■ TRY IT:
Give every entry below again, exactly as written, and skip the images.

■ TASK MATERIAL:
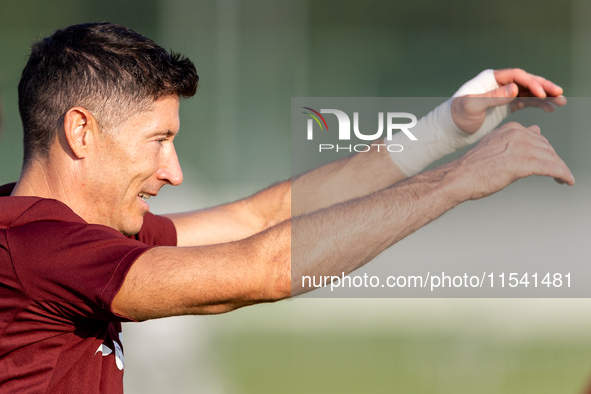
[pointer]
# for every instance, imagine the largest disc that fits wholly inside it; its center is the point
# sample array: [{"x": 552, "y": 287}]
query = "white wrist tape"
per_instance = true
[{"x": 438, "y": 135}]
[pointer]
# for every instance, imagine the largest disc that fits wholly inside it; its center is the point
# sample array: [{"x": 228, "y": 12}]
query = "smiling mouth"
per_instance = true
[{"x": 144, "y": 196}]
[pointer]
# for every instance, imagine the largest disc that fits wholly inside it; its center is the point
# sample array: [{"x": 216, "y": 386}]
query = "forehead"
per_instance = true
[{"x": 162, "y": 117}]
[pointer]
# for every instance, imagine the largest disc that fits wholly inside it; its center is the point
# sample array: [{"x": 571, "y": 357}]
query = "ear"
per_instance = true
[{"x": 80, "y": 128}]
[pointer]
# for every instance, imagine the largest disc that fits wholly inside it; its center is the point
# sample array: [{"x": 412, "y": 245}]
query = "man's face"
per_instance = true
[{"x": 132, "y": 164}]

■ EXERCISE ANSWER:
[pointer]
# for every instance, imagine the largest disc that fits wholly inside it; its center is the point
# sample array: [{"x": 552, "y": 287}]
query = "white wrist tape"
per_instance = true
[{"x": 438, "y": 135}]
[pointer]
# for every instance, imagine the largest disc that fits wholly inside it; its center is the point
# sample array: [{"x": 228, "y": 12}]
query = "smiling mouth"
per_instance = true
[{"x": 144, "y": 196}]
[pointer]
# for every instance, imagine the largest disc that fits wholly inside it; its center is the point
# sample array: [{"x": 216, "y": 386}]
query = "forehead"
per_instance = true
[{"x": 162, "y": 117}]
[pointer]
# for every instance, imagine the largest disc that fits wholly inside it; its center is the point
# sample array: [{"x": 571, "y": 357}]
query = "ear"
per_instance = true
[{"x": 80, "y": 128}]
[pointer]
# for every instance, imagine the largest disc that fits wholly inside it; its center is the point
# sample array: [{"x": 412, "y": 245}]
query = "man's face"
per_instance = true
[{"x": 132, "y": 164}]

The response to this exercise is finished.